Soal A
Jawablah pertanyaan berikut berdasarkan tulisan tentang Maulid Nabi.
(i) Apa nama ritual pembersihan gamelan pusaka di Keraton Kanoman?
(ii) Dari mana air untuk membersihkan gamelan itu diambil?
(iii) Apa nama dua gamelan yang dikeluarkan dari Masjid Agung Surakarta?
Soal B
Tulis ulang seluruh bagian tulisan tentang Maulid Nabi mulai dari "Masyarakat telah memenuhi" sampai "dua bangsal masjid.", lalu tukar "sepekan" dengan "tujuh hari".
Soal C
Sambung tulisan tentang Maulid Nabi mulai dari kalimat sesudah kalimat terakhirnya.

Potongan Teks
/---
Sisi Lain Maulid Nabi; Sebuah Rekonstruksi Makna1
Oleh: Lilik Ishaq2
"Minggu pagi ini kami menjalankan ritual yang dikenal dengan nama Nyiram Gong Sekati. Dalam ritual ini, gamelan pusaka Keraton Kanoman dibersihkan dengan air yang diambil dari sumur Masjid Agung Keraton Kanoman, dan diurapi dengan bunga tujuh warna, digosok pula dengan serabut kelapa yang dilumuri tanah," kata Sekretaris II Yayasan Famili Kesultanan Kanoman Cirebon RM Arief Rahman, Minggu kemarin di Keraton Kanoman Cirebon.
Hiruk-pikuk manusia pun mengiringi upacara Nyiram Gong Sekati yang dimulai Minggu pukul 09.00, dan diawasi para abdi dalem serta putra dari Sultan Kanoman XII Sultan Raja Muhammad Emirudin (putra mahkota Sultan Kanoman XI) (Peringatan Maulid Nabi saw. Di Cirebon, Kompas, Senin, 18 April 2005)
Masyarakat telah memenuhi halaman Masjid Agung Surakarta sejak pukul 08.30. Upacara diawali dengan dikeluarkan dua pasang gamelan Kiai Guntur Madu dan Guntur Sari dari Masjid Agung yang diarak menuju ke Keraton Surakarta. Selama sepekan, kedua perangkat gamelan pusaka itu ditabuh sebagai bagian dari ritual Sekaten di dua bangsal masjid.
\---
Data yang Diberikan
/---
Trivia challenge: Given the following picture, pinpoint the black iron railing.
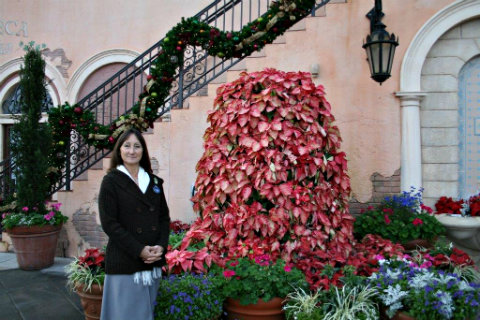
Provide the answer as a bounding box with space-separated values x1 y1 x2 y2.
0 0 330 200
\---
/---
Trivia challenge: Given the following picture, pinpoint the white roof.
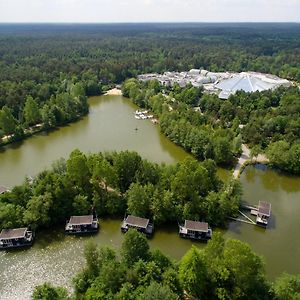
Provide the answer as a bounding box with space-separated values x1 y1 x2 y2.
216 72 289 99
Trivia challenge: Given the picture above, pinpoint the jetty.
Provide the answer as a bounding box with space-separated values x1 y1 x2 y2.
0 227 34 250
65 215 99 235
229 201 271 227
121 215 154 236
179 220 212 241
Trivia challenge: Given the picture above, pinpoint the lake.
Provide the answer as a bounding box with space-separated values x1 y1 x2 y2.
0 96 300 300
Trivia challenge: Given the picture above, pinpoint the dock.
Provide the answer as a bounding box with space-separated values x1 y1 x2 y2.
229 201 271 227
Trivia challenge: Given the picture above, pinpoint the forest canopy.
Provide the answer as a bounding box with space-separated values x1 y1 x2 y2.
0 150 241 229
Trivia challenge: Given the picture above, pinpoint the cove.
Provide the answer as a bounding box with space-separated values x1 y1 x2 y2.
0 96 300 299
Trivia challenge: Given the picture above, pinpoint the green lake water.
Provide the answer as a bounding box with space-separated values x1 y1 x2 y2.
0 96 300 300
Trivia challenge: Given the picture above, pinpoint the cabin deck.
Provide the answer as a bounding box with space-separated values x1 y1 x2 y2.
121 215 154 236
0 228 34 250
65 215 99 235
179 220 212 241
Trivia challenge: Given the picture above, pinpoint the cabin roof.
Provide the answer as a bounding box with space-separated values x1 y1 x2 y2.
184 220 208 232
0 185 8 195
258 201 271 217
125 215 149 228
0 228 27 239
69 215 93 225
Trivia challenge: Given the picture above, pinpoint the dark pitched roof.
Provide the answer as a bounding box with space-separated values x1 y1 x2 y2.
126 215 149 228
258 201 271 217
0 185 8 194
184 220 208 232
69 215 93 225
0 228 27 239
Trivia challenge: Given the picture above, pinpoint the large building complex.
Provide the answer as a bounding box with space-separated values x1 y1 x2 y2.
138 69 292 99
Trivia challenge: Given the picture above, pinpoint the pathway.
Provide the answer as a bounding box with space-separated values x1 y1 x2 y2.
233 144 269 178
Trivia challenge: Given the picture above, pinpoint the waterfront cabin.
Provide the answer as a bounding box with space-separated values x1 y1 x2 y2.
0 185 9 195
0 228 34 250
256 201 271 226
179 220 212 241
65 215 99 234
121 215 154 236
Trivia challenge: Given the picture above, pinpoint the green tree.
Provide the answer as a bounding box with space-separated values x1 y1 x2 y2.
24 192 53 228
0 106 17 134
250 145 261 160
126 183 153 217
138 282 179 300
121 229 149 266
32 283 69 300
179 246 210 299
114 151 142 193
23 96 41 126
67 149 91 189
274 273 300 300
\---
/---
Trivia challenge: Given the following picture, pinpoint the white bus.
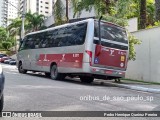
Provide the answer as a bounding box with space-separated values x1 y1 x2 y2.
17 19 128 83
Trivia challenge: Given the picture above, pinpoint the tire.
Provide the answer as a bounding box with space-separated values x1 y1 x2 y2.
\---
Hasil Latihan A
(i) Nyiram Gong Sekati.
(ii) Dari sumur Masjid Agung Keraton Kanoman.
(iii) Kiai Guntur Madu dan Guntur Sari.

Hasil Latihan B
Masyarakat telah memenuhi halaman Masjid Agung Surakarta sejak pukul 08.30. Upacara diawali dengan dikeluarkan dua pasang gamelan Kiai Guntur Madu dan Guntur Sari dari Masjid Agung yang diarak menuju ke Keraton Surakarta. Selama tujuh hari, kedua perangkat gamelan pusaka itu ditabuh sebagai bagian dari ritual Sekaten di dua bangsal masjid.

Hasil Latihan C
Pukul 10.30, iring-iringan enam gunungan dan abdi dalem sampai di halaman masjid. Arak-arakan tersebut didahului dengan barisan, antara lain rombongan musik, prajurit Tamtama, Sarageni, Prawiro Anom, Jayeng Astro, Darapati, Joyo Suro, Baki, dan Panyutro.
Barisan terakhir terdiri dari pengageng dan abdi dalem keraton, termasuk di dalamnya Pengageng Parentah Keraton Surakarta GPH Dipokusumo.
Di bagian belakang, sejumlah prajurit beramai-ramai mengusung gunungan jaler dan estri.
Gunungan jaler berisi hasil bumi berupa sayur-sayuran seperti kacang panjang dan terung. Sementara gunungan estri berisi makanan matang seperti rengginang
Keenam gunungan itu dibagi dalam dua bagian. Satu pasang diperebutkan masyarakat di Kamandungan Keraton, sedangkan dua pasang diarak ke Masjid Agung.
Dua pasang gunungan diusung melewati Bangsal Sitihinggil, yang biasa dipakai sebagai tempat penobatan raja, dan Alun-alun Utara menuju Masjid Agung Surakarta. Di tempat itulah dua pasang gunungan didoakan bersama.
Dalam doa bersama itu, KRT Pudjodipuro memanjatkan permohonan bagi keselamatan negara Indonesia, khususnya rakyat Kota Solo dalam menempuh masa depan.
Namun, sesaat sebelum doa selesai dipanjatkan, dua pasang gunungan tadi langsung diperebutkan oleh masyarakat. Begitu pula yang terjadi di Kamandungan. Makanan yang diperebutkan itu dipercaya dapat membawa berkah bagi yang mendapatkannya (Peringatan Maulid Nabi saw. Di Solo, Kompas, Sabtu, 17 Mei 2003).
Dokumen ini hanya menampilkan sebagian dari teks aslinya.